### [Text provided]
5 Questions with Shaily Menon, Ph.D.

Thursday, April 18, 2019

Shaily Menon, Ph.D., joined Saint Joseph’s University in August of 2017. Since that time, the University has announced the first new school in decades and a partnership with a world-renowned art and horticulture institution. So, she’s been busy. But she took time to share her thoughts on the College's priorities, new initiatives, and how higher education can evolve in the future.

Now that you’ve been on Hawk Hill for over a year, have your first impressions changed?

When I first arrived on Hawk Hill, I had the impression of an institution with a remarkable history and legacy which is also poised for change in order to meet the needs of the world in the 21st century. I continue to be impressed by the level at which students and faculty are engaged in the work of the institution and making progress on our strategic priorities, improving our policies and processes, improving campus climate, and working on social justice initiatives. I have enjoyed collaborating with students, faculty and staff on campus-wide efforts, such as launching a new professional school, designing innovative spaces and programs, and working on issues related to diversity and inclusion.

The College of Arts and Sciences provides the core of the liberal arts education here at SJU. How do you explain the importance of the liberal arts when talking to students and parents?

Every student, regardless of major, takes general education classes in the College of Arts and Sciences. It is here that students experience the excitement and the value of the liberal arts. Students make new discoveries about themselves and learn lasting lessons about the world. An education based in the liberal arts and sciences inspires intellectual curiosity and a desire for life-long learning, and instills in students critical thinking, analytical, ethical and communication skills that will serve them well in any career that exists today or new careers that will emerge in the future. Liberal arts education at Saint Joseph’s is steeped in the tradition of Jesuit academic rigor and excellence. It is about action and application, research and inquiry, ideas and creativity, reflection and engagement. Jesuit education, based on Ignatian values, is truly transformative, affecting not only a student’s first job, or professional career, but a lifetime of working with and for people.

### [Jobs]
**A)** According to the interview with Shaily Menon, in what month and year did she join Saint Joseph's University?
**B)** In the interview with Shaily Menon, which skills does she say an education in the liberal arts and sciences instills in students?

### [Given material]
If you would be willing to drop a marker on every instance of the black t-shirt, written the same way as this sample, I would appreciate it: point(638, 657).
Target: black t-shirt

### [Results]
**A)** August 2017

**B)** Critical thinking skills, analytical skills, ethical skills, and communication skills.